+++ Source +++
You are viewing a plain text version of this content. The canonical link for it is here.
Posted to user@spark.apache.org by Marco Colombo <in...@gmail.com> on 2016/07/25 14:14:42 UTC

jdbcRRD and dataframe

Hi all,

I was using JdbcRRD and signature for constructure was accepting a
function to get a DB connection. This is very useful to provide my own
connection handler.

I'm valuating to move to daraframe, but I cannot how to provide such
function and migrate my code. I want to use my own 'getConnection'
rather than provide connection details.

JdbcRDD(SparkContext sc,
       scala.Function0<java.sql.Connection> getConnection,
       .....,
to
 val df: DataFrame = hiveSqlContext.read.format("jdbc").options(options).load();

How this can be achieved?

Thanks!

Re: jdbcRRD and dataframe

Posted by Marco Colombo <in...@gmail.com>.
Thanks, I would submit an improvement

Il lunedì 25 luglio 2016, Mich Talebzadeh <mi...@gmail.com> ha
scritto:

> I don't think there is.
>
> it would be a viable request using collection pool through DF to connect
> to an RDBMS
>
> cheers
>
> Dr Mich Talebzadeh
>
>
>
> LinkedIn * https://www.linkedin.com/profile/view?id=AAEAAAAWh2gBxianrbJd6zP6AcPCCdOABUrV8Pw
> <https://www.linkedin.com/profile/view?id=AAEAAAAWh2gBxianrbJd6zP6AcPCCdOABUrV8Pw>*
>
>
>
> http://talebzadehmich.wordpress.com
>
>
> *Disclaimer:* Use it at your own risk. Any and all responsibility for any
> loss, damage or destruction of data or any other property which may arise
> from relying on this email's technical content is explicitly disclaimed.
> The author will in no case be liable for any monetary damages arising from
> such loss, damage or destruction.
>
>
>
> On 25 July 2016 at 16:07, Marco Colombo <ing.marco.colombo@gmail.com
> <javascript:_e(%7B%7D,'cvml','ing.marco.colombo@gmail.com');>> wrote:
>
>> From getConnection I'm handling a connection pool.
>> I see no option for that in docs
>>
>> Regards
>>
>>
>> Il lunedì 25 luglio 2016, Mich Talebzadeh <mich.talebzadeh@gmail.com
>> <javascript:_e(%7B%7D,'cvml','mich.talebzadeh@gmail.com');>> ha scritto:
>>
>>> Hi Marco,
>>>
>>> what is in your UDF getConnection and why not use DF itself?
>>>
>>> I guess it is all connection attributes
>>>
>>> val c = HiveContext.load("jdbc",
>>> Map("url" -> _ORACLEserver,
>>> "dbtable" -> "(SELECT to_char(CHANNEL_ID) AS CHANNEL_ID, CHANNEL_DESC
>>> FROM sh.channels)",
>>> "user" -> _username,
>>> "password" -> _password))
+++
→ **To be done**:
**A.** According to the thread, what does Marco Colombo handle from getConnection?
**B.** Below the thread, extract every line of the rows that contains the string "vegetation".
+++ Task inputs +++
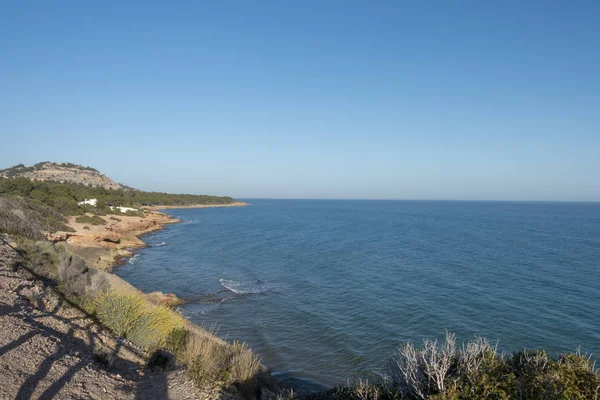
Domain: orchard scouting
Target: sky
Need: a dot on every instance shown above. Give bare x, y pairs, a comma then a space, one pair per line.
461, 100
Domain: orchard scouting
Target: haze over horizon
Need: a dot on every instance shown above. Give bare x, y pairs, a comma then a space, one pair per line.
338, 99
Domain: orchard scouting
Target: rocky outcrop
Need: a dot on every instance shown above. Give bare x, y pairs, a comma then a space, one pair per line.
57, 237
62, 172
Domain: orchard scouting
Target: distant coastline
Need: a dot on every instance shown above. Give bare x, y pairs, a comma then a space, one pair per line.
234, 204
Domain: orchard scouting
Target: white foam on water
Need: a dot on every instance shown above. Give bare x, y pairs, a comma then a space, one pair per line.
252, 287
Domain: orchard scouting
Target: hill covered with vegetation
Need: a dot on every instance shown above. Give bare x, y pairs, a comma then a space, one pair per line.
63, 196
61, 172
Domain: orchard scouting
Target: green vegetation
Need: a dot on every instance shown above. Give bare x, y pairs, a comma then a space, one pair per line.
28, 218
129, 315
63, 197
209, 360
476, 371
93, 220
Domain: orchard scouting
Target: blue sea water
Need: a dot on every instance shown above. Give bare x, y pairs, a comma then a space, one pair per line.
326, 290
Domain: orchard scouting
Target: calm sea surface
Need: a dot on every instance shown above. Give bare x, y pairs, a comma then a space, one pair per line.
325, 290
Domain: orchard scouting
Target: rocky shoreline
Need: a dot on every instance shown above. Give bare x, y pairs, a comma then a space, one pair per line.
106, 246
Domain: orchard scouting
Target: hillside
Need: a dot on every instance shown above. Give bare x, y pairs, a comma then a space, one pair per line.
63, 187
61, 172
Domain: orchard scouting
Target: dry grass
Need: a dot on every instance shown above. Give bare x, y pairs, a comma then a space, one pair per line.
212, 361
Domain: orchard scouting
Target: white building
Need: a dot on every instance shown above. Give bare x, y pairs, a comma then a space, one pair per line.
91, 202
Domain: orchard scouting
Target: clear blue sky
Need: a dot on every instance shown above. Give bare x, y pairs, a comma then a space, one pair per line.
310, 99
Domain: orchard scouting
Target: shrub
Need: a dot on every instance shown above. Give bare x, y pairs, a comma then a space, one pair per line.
128, 315
210, 360
29, 218
93, 220
477, 371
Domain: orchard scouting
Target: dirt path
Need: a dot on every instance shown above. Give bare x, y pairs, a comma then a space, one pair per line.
50, 349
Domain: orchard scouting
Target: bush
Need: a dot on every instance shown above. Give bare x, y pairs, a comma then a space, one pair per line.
211, 360
130, 316
477, 371
29, 218
93, 220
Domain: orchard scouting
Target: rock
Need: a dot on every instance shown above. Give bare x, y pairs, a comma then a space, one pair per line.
57, 237
169, 300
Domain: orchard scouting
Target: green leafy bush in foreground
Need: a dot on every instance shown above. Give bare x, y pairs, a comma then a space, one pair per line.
440, 371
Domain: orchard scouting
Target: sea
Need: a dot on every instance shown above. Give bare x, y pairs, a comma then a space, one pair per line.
325, 290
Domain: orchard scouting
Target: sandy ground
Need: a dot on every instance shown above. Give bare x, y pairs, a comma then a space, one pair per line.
51, 349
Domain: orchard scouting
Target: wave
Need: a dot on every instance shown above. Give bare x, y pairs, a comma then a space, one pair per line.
200, 309
251, 287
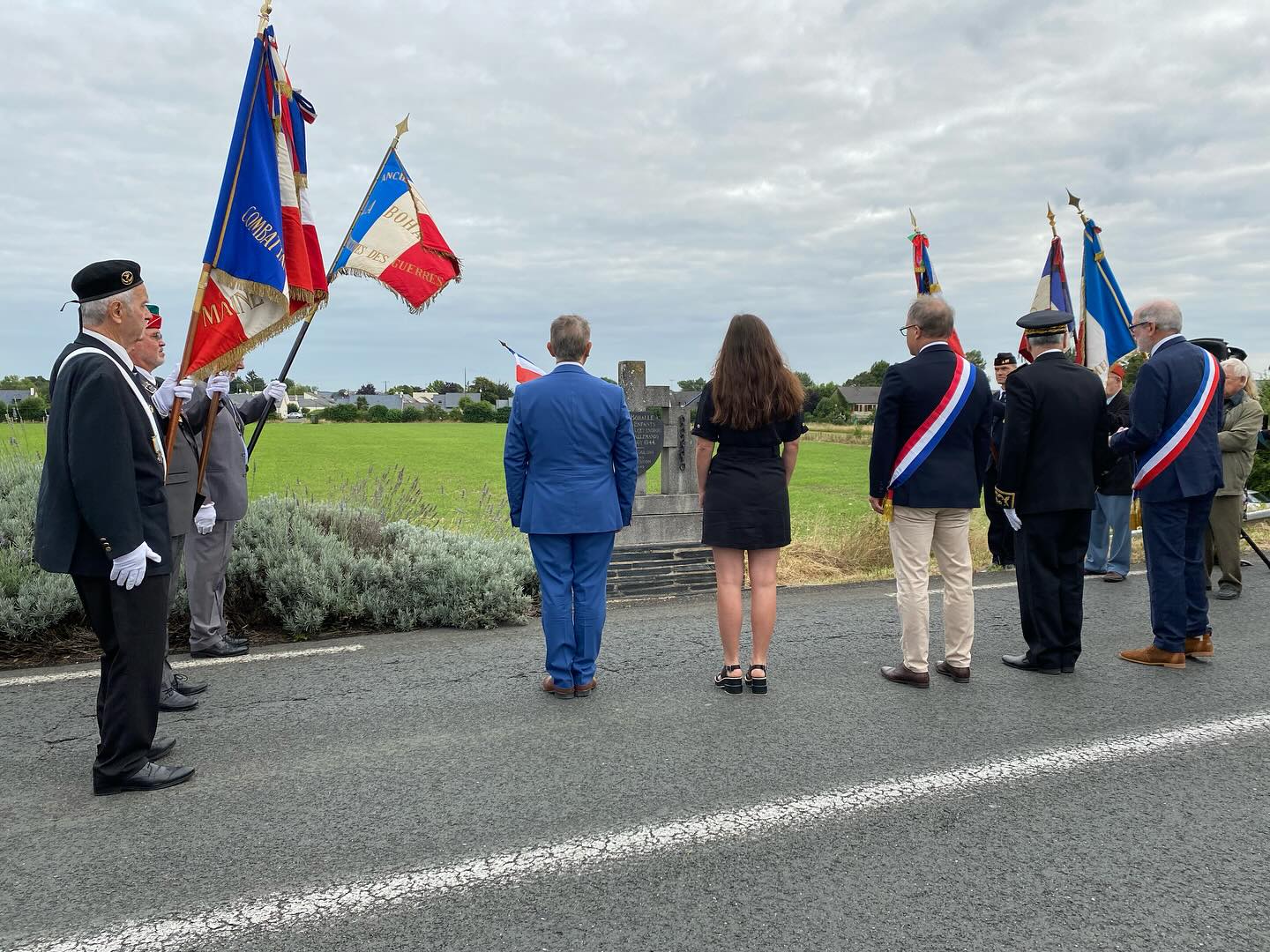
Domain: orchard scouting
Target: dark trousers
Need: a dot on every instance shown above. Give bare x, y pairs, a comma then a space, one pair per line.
132, 629
1001, 536
1172, 533
1050, 557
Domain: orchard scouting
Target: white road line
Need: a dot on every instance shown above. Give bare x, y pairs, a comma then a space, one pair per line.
1010, 584
280, 911
183, 666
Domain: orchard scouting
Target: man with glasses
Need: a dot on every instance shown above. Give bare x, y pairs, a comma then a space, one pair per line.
1177, 413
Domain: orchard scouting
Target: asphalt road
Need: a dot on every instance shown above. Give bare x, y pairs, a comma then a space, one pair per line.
422, 793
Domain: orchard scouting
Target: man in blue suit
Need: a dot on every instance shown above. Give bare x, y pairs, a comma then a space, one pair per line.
571, 469
930, 455
1177, 413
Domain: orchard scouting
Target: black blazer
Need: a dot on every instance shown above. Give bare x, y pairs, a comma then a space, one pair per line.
101, 494
1056, 441
1117, 481
952, 476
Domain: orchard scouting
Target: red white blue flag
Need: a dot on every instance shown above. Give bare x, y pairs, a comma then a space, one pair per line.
1052, 294
923, 271
265, 268
395, 242
525, 368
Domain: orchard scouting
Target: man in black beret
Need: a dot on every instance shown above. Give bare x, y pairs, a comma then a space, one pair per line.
101, 518
1053, 450
1001, 536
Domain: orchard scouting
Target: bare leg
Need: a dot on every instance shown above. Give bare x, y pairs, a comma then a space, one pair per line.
762, 600
729, 573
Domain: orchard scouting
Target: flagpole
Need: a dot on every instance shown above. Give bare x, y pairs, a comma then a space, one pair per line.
401, 129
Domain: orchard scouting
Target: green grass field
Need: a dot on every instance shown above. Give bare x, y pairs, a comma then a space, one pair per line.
458, 469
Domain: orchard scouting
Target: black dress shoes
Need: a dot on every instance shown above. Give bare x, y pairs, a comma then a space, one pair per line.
900, 674
188, 687
161, 747
149, 777
222, 649
1025, 663
172, 700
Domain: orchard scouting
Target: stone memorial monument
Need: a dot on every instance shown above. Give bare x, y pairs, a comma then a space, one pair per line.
661, 551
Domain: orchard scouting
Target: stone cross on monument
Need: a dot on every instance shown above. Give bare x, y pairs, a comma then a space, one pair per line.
675, 514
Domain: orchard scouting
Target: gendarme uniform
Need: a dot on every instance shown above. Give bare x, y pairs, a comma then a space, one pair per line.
1053, 450
101, 501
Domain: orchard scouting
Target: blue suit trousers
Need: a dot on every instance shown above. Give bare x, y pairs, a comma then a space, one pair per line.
1110, 517
1174, 536
573, 576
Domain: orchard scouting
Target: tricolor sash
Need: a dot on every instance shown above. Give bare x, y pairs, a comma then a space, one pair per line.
934, 428
1179, 435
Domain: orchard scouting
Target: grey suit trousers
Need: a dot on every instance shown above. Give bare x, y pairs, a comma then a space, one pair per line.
178, 544
207, 559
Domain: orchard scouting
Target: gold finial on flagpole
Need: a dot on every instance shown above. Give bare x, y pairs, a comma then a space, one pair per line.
1076, 204
403, 127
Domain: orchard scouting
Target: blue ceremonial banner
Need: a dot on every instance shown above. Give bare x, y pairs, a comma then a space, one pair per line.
1105, 317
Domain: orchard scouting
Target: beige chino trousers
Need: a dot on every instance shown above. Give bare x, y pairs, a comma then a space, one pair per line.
915, 533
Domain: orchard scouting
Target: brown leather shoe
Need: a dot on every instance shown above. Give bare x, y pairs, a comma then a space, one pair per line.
1200, 646
900, 674
1156, 658
549, 686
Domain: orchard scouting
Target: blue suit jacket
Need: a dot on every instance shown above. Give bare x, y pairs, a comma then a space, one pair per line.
952, 476
569, 456
1166, 385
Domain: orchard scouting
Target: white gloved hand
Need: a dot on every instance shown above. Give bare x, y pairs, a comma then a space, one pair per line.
168, 390
127, 571
219, 383
205, 518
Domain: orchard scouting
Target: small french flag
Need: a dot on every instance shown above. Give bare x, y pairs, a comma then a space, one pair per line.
525, 368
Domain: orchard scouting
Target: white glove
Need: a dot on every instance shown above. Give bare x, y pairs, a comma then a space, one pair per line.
168, 390
127, 571
219, 383
205, 518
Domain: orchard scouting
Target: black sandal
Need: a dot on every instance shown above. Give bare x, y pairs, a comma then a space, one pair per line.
758, 686
733, 686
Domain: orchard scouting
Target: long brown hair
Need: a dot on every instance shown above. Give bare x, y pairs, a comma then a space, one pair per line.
752, 386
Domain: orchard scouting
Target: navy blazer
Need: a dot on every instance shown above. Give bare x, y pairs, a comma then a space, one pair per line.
952, 476
101, 489
569, 457
1166, 386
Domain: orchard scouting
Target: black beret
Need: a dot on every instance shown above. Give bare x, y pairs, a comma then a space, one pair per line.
1041, 323
106, 279
1214, 346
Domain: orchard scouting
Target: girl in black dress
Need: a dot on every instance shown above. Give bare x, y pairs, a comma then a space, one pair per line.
752, 407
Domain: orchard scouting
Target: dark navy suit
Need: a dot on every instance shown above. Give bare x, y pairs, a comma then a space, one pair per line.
1175, 505
571, 467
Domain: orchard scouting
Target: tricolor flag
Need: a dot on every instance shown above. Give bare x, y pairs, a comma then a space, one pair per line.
395, 242
263, 268
1105, 317
525, 368
925, 274
1052, 294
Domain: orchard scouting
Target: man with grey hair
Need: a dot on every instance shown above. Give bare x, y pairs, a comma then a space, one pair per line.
571, 469
1177, 413
926, 470
101, 518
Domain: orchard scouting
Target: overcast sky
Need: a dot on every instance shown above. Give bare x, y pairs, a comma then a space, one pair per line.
657, 167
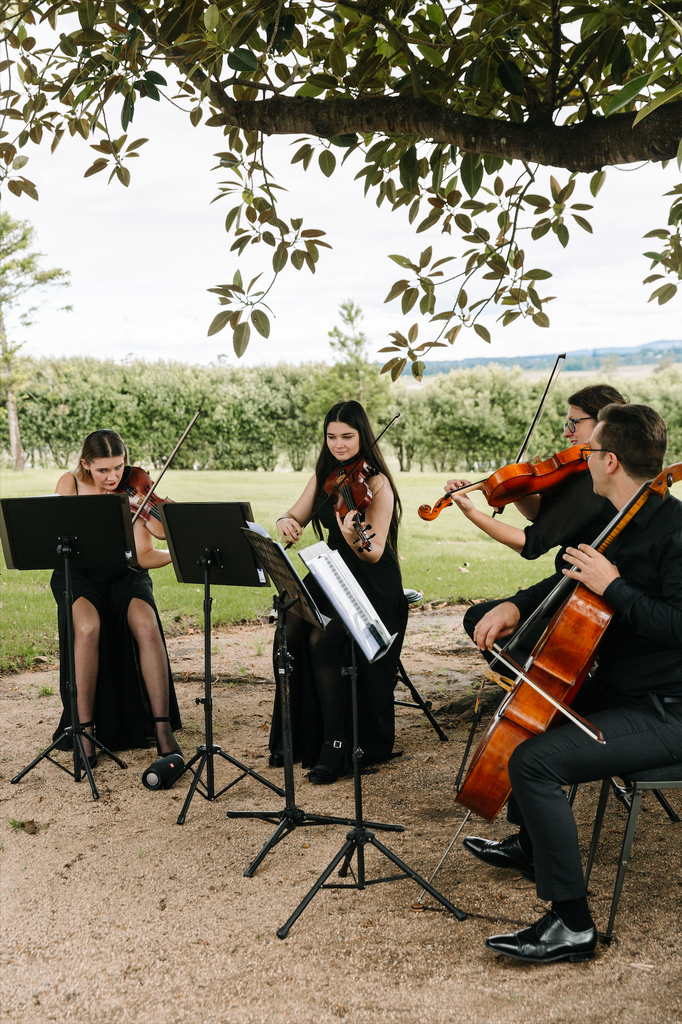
+++
→ **Solutions**:
**A.** A connection pool.

**B.**
Target: hill covered with vegetation
Target: green vegetation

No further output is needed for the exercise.